(Text provided)

>>

There are several ways to group events. The most common approach uses either the transaction or stats command. But when should you use transaction and when should you use stats?
The rule of thumb: If you can use stats, use stats. It’s faster than transaction, especially in a distributed environment. With that speed, however, comes some limitations. You can only group events with stats if they have at least one common field value and if you require no other constraints. Typically, the raw event text is discarded.
Like stats, the transaction command can group events based on common field values, but it can also use more complex constraints such as total time span of the transaction, delays between events within the transaction, and required beginning and ending events. Unlike stats, transaction retains the raw event text and field values from the original events, but it does not compute any statistics over the grouped events, other than the duration (the delta of the _time field between oldest and newest events in the transaction) and the eventcount (the total number of events in the transaction).

<<

(Given entries)
>>

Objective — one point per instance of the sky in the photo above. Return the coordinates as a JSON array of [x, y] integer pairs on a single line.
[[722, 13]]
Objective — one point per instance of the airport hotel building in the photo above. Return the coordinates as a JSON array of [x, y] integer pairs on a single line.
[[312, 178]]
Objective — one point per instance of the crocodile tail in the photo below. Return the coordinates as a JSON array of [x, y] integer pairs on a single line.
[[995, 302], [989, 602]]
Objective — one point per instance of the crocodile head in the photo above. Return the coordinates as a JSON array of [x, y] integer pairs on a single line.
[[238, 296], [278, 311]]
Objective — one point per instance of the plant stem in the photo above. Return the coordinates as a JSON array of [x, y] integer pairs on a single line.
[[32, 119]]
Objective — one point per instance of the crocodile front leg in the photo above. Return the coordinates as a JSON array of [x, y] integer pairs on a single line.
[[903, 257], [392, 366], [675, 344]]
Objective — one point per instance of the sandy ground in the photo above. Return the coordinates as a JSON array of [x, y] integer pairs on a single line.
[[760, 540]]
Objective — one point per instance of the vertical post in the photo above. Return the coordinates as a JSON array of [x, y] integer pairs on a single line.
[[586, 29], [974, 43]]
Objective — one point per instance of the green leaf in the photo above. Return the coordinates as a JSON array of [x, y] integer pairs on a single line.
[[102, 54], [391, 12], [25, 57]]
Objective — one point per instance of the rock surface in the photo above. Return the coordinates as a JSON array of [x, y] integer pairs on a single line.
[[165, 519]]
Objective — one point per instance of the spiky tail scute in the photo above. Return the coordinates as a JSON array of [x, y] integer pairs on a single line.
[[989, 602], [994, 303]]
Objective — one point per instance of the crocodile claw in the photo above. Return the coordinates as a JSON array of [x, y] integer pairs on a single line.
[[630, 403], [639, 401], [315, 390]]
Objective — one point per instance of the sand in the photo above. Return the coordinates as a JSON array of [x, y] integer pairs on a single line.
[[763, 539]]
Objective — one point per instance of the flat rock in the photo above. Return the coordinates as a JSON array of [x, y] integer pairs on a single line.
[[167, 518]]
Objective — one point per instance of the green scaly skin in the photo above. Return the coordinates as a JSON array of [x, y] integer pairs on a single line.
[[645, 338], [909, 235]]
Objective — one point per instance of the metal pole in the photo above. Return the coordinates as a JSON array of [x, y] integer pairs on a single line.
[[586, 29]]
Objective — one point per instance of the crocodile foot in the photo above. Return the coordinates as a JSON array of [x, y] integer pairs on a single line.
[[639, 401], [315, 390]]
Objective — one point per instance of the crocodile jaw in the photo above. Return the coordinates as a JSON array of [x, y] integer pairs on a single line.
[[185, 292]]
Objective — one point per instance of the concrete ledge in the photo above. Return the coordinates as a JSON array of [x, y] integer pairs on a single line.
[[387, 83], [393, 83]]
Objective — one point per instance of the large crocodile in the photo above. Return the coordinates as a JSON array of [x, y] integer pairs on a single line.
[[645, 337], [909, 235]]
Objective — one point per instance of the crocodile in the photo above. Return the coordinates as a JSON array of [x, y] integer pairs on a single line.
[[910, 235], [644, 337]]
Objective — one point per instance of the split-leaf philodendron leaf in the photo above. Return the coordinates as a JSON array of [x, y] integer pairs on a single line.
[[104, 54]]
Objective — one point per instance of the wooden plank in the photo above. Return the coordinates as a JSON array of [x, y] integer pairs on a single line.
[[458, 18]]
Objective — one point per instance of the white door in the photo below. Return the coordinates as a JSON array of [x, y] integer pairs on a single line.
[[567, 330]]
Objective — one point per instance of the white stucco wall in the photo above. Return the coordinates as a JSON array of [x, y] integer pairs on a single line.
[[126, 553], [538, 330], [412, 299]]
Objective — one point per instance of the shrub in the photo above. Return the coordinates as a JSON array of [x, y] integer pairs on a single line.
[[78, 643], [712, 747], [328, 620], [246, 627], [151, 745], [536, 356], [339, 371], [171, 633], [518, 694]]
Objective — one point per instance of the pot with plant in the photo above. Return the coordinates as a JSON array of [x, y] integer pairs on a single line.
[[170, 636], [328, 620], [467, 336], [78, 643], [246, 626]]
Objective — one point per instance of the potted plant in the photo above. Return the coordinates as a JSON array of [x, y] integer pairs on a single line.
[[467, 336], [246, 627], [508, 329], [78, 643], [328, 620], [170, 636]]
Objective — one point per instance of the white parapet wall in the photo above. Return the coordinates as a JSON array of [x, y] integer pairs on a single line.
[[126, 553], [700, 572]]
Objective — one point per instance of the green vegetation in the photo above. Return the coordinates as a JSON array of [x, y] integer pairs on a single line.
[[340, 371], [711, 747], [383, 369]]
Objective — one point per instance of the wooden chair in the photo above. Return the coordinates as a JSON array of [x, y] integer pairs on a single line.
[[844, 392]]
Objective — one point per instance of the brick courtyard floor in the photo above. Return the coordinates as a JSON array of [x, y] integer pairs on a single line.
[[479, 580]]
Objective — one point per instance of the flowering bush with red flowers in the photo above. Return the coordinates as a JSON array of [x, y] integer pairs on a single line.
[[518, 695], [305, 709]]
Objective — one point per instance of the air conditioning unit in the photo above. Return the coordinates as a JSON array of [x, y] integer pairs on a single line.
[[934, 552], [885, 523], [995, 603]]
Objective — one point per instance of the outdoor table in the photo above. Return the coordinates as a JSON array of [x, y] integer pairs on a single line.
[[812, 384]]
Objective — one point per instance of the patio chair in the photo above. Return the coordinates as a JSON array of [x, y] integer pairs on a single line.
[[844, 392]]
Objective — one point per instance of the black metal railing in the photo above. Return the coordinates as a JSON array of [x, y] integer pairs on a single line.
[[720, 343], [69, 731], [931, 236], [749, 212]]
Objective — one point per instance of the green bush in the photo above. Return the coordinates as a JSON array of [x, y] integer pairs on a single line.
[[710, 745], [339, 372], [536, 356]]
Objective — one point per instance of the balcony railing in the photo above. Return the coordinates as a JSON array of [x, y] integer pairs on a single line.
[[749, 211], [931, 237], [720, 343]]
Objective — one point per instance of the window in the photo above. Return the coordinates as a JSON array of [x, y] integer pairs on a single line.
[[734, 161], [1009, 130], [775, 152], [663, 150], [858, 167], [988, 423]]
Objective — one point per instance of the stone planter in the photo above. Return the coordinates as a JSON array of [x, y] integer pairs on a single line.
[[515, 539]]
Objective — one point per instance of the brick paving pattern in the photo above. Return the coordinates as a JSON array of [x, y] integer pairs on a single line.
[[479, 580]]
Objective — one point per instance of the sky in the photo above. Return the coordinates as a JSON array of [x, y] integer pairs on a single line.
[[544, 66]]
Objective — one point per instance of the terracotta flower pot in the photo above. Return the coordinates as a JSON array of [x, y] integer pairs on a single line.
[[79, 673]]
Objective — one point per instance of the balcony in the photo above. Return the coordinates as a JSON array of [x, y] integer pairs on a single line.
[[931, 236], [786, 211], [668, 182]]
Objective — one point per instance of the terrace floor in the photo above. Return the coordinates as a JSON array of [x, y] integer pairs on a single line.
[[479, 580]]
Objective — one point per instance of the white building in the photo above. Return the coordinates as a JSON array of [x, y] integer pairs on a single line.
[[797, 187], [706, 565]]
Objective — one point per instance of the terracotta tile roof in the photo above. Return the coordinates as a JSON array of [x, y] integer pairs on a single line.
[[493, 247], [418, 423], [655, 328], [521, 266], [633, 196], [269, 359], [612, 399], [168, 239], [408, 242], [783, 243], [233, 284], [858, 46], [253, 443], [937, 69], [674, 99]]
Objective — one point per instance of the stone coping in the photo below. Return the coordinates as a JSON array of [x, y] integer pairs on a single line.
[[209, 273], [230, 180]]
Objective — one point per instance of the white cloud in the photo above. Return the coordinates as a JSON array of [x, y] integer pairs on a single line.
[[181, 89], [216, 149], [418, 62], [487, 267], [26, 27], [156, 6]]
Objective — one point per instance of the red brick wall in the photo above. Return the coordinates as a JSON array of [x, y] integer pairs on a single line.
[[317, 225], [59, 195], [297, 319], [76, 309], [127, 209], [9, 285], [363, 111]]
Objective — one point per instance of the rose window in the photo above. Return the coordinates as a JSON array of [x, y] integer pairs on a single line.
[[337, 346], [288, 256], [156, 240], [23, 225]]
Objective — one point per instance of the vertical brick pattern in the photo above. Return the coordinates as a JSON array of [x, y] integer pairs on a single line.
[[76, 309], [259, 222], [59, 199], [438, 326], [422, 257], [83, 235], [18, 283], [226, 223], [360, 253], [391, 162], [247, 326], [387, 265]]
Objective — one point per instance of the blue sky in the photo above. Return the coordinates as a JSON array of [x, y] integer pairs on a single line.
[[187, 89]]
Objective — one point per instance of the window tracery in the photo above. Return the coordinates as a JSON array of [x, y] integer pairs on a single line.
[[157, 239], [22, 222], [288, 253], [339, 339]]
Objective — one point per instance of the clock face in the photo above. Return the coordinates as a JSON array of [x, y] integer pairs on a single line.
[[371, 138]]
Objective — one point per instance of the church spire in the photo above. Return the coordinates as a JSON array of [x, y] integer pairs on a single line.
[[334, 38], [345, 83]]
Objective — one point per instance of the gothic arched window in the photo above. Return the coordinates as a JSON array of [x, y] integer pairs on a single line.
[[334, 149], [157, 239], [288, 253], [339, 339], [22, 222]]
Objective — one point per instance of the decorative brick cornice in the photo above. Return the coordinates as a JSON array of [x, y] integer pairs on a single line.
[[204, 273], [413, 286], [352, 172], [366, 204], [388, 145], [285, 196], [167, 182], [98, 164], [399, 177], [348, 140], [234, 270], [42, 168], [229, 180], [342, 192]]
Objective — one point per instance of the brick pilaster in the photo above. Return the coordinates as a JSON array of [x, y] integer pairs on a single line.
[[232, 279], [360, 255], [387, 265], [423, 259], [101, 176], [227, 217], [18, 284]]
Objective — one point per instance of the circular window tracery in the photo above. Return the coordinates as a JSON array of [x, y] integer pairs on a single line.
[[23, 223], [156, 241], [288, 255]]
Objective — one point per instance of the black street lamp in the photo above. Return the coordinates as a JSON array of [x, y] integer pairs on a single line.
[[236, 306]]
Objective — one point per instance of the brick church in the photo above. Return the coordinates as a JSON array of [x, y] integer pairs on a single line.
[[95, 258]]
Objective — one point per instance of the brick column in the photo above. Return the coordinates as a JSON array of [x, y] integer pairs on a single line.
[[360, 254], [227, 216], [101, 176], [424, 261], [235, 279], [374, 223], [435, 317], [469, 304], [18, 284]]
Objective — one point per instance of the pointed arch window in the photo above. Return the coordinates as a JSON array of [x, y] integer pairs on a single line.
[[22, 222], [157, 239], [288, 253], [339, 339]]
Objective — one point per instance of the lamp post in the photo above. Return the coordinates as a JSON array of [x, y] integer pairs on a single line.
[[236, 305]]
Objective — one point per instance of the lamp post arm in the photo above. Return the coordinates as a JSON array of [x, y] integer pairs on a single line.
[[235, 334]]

<<

Using the text on grouping events with stats and transaction, decide whether each statement agrees with it. Answer yes or no and quote the words that settle it. 1. Stats runs faster than transaction. 2. Transaction throws away the raw event text. 3. Transaction computes no statistics at all over the grouped events.

(Correct answer)
1. Yes: "It’s faster than transaction, especially in a distributed environment."
2. No: "Unlike stats, transaction retains the raw event text and field values from the original events"
3. No: "it does not compute any statistics over the grouped events, other than the duration (the delta of the _time field between oldest and newest events in the transaction) and the eventcount"